» **STATED EXERCISE**:
Go through the listing below and keep only the lines that contain the string "between", copying each of them unchanged.

» **MATERIAL SHOWN**:

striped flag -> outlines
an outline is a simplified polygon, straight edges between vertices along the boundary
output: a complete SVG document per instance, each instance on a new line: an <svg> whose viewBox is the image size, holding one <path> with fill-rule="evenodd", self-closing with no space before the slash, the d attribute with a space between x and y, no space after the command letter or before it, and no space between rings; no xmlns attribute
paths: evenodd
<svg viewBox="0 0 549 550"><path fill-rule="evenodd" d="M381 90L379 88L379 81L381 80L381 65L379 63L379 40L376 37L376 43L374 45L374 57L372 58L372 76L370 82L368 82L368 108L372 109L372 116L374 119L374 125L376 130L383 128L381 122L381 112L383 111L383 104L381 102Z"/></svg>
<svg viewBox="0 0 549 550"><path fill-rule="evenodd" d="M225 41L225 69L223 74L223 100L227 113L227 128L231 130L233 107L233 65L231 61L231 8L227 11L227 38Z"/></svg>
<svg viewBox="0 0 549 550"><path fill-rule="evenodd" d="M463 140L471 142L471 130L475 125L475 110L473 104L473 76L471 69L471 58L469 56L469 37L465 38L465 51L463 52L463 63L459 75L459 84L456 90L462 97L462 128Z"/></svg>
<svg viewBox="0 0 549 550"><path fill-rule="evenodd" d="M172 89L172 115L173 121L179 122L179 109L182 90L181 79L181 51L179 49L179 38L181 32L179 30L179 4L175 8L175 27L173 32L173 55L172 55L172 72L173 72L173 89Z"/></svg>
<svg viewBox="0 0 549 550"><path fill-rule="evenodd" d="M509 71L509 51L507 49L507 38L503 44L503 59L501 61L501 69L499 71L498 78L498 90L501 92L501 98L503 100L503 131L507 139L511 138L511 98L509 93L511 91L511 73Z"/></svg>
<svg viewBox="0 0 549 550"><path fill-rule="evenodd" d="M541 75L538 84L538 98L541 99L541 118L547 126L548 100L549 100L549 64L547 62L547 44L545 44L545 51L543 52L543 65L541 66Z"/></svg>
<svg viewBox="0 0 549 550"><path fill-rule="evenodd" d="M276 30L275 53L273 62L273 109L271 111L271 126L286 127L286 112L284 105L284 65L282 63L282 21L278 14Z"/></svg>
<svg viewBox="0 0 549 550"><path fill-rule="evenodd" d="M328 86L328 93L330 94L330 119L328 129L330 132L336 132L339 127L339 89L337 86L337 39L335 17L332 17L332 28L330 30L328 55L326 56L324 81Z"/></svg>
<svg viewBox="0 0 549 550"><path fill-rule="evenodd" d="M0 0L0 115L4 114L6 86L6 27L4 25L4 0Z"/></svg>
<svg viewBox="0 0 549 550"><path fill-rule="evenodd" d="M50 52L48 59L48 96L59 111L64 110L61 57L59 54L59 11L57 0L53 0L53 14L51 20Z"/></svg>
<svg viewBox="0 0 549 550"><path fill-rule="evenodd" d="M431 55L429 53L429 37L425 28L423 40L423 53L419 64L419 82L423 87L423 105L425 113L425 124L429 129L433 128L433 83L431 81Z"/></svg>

» **FINAL RESULT**:
an outline is a simplified polygon, straight edges between vertices along the boundary
output: a complete SVG document per instance, each instance on a new line: an <svg> whose viewBox is the image size, holding one <path> with fill-rule="evenodd", self-closing with no space before the slash, the d attribute with a space between x and y, no space after the command letter or before it, and no space between rings; no xmlns attribute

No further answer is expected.